_WHAT TO WORK ON_: Display each line of the listing below that contains the word "flower".
================
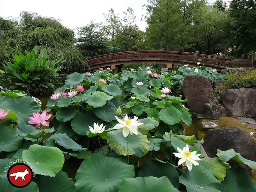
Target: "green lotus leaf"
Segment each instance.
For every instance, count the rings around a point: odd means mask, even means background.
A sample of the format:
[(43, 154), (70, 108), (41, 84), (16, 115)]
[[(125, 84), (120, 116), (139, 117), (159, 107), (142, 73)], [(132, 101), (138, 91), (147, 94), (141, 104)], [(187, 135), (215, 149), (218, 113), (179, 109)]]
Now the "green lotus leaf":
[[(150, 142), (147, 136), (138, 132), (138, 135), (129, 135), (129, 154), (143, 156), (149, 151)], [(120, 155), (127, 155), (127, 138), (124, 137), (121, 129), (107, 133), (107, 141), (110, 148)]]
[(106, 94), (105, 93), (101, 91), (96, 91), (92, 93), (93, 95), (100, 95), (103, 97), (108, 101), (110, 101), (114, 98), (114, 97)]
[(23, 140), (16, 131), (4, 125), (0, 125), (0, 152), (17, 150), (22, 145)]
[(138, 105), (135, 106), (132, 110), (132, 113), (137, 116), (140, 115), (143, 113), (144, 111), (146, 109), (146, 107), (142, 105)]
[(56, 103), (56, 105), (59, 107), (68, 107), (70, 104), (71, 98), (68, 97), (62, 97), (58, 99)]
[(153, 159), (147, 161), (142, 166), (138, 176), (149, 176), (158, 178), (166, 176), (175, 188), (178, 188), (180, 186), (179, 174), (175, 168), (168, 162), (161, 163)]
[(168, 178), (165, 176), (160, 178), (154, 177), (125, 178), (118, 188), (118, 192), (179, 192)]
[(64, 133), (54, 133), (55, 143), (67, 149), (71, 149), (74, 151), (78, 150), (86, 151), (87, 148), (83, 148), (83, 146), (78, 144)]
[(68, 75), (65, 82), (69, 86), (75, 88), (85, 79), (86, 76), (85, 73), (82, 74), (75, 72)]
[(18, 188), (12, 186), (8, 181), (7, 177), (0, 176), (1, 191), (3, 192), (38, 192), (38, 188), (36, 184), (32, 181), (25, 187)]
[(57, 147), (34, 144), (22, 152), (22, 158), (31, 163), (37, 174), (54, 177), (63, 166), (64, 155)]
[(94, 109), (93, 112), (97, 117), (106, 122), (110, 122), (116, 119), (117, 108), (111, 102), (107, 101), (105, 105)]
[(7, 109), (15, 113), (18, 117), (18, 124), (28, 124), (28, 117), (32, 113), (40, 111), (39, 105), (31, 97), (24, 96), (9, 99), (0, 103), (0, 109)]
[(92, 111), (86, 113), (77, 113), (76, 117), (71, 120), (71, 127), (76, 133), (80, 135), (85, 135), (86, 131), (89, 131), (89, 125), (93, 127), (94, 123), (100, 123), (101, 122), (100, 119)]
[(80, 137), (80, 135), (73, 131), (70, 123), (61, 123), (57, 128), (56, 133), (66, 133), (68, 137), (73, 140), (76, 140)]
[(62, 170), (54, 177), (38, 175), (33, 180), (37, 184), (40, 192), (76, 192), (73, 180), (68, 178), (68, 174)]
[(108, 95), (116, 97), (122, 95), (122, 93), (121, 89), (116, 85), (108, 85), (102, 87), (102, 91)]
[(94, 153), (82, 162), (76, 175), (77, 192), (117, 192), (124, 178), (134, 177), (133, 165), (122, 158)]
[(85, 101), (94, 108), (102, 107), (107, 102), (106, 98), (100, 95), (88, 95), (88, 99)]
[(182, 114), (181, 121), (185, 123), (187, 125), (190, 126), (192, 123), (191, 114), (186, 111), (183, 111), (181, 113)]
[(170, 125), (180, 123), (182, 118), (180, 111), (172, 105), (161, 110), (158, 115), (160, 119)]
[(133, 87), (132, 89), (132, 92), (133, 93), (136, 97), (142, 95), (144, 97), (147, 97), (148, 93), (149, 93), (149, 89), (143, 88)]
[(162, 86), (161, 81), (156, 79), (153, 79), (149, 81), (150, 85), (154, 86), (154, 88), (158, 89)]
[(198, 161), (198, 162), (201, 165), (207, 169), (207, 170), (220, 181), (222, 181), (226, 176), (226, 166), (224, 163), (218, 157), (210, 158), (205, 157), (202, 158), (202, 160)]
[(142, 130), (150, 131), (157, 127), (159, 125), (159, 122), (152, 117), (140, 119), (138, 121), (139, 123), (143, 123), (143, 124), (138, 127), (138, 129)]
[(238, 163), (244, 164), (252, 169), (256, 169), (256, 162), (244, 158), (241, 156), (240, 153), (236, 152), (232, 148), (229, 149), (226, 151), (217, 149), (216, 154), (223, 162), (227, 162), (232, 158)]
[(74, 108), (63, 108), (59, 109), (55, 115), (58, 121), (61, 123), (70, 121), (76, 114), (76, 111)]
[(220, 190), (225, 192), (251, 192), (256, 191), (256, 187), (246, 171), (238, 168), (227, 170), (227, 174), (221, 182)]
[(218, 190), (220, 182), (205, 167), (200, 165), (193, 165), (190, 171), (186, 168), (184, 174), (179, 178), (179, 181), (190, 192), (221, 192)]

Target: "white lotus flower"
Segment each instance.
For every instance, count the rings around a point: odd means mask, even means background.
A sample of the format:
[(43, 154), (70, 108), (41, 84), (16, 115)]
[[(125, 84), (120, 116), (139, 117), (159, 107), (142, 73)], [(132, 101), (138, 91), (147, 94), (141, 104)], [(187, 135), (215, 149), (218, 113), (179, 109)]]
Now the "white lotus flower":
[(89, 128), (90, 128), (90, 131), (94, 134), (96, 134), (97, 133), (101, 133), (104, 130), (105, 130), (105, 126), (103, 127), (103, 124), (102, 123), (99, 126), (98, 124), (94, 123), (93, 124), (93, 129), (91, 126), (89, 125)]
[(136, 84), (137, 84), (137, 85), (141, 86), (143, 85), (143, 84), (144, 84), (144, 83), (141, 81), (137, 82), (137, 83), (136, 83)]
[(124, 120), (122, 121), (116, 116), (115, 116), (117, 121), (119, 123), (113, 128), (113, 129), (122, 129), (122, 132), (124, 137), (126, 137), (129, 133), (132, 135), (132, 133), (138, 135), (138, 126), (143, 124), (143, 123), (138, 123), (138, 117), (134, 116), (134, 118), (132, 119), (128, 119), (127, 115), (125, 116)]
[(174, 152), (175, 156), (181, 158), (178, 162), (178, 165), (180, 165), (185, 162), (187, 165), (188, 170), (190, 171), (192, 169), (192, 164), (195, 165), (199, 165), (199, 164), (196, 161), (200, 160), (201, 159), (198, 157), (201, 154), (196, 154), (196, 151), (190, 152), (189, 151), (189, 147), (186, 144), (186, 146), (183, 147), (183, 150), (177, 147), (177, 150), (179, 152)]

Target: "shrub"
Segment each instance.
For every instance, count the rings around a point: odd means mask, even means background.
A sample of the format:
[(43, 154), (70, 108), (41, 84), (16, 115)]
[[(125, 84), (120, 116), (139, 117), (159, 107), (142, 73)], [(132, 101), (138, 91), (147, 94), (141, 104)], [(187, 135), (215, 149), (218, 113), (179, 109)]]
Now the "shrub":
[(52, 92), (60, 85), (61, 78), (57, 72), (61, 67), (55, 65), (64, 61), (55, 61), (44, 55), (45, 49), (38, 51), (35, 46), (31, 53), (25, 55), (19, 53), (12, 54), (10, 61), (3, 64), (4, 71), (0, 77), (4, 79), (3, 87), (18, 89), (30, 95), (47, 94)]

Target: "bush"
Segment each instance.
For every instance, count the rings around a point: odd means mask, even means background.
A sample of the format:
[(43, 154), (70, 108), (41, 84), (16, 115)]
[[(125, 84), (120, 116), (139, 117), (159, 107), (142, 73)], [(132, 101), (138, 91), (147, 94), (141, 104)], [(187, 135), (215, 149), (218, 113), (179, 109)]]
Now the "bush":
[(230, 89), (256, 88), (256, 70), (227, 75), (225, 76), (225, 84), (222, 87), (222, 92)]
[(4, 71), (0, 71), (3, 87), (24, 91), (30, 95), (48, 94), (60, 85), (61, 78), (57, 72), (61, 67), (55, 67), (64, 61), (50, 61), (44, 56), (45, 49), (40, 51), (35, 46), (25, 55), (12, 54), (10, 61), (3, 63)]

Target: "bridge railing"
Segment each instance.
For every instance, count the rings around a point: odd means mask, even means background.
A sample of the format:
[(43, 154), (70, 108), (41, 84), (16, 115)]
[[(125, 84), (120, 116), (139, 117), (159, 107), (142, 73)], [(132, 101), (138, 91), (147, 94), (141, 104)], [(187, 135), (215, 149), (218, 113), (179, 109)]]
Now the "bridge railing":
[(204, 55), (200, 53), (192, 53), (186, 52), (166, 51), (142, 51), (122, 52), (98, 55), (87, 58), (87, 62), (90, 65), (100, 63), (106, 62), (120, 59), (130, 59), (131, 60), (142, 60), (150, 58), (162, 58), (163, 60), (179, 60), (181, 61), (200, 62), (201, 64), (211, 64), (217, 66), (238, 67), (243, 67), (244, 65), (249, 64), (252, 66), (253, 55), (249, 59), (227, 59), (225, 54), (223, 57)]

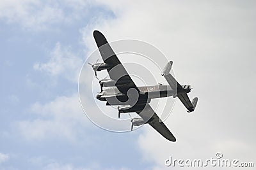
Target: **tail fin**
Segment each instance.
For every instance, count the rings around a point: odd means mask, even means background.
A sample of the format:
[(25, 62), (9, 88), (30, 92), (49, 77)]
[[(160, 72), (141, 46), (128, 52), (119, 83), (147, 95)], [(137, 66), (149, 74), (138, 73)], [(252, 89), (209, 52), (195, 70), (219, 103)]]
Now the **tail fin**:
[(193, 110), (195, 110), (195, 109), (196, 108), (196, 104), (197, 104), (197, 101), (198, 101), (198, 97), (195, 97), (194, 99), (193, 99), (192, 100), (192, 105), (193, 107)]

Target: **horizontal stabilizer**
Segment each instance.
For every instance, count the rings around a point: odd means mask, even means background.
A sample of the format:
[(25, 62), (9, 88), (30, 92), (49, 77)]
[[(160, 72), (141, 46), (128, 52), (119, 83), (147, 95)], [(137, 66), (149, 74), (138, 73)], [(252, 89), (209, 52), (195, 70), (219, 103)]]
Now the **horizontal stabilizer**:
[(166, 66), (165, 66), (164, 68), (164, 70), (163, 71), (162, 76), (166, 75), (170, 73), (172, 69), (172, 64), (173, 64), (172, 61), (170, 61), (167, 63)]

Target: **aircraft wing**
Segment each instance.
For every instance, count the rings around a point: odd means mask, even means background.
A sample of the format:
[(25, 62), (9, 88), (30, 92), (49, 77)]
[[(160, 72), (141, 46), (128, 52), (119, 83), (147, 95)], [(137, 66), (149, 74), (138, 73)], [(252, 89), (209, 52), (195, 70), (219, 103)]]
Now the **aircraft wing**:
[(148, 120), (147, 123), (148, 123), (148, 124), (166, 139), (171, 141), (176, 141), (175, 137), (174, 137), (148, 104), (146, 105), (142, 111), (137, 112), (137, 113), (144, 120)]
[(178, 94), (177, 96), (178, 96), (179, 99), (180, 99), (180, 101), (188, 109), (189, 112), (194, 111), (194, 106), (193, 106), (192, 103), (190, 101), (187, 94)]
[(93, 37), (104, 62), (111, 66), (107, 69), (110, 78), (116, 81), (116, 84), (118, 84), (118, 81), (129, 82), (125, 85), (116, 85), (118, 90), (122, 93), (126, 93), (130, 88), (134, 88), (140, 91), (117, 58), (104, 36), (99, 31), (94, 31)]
================
_RESULT OF THE EXERCISE_:
Target: "white lotus flower"
Now the "white lotus flower":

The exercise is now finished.